### Data excerpts
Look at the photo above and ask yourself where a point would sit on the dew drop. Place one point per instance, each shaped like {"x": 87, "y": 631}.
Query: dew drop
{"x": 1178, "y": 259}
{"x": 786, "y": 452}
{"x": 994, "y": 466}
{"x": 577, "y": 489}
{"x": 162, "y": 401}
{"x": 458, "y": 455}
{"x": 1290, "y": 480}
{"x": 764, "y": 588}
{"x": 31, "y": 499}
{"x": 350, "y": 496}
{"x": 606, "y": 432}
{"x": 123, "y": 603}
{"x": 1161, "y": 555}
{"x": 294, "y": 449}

### What is being asked
Copy the rows above word for word, keeping every line as it appears.

### In response
Look at the photo above and ask yourself where a point would sit on the dew drop. Place one point per instance, each shaped like {"x": 87, "y": 631}.
Query: dew drop
{"x": 1178, "y": 259}
{"x": 786, "y": 452}
{"x": 994, "y": 466}
{"x": 577, "y": 489}
{"x": 162, "y": 401}
{"x": 458, "y": 455}
{"x": 1290, "y": 480}
{"x": 764, "y": 588}
{"x": 31, "y": 499}
{"x": 350, "y": 496}
{"x": 606, "y": 432}
{"x": 123, "y": 603}
{"x": 1161, "y": 555}
{"x": 294, "y": 449}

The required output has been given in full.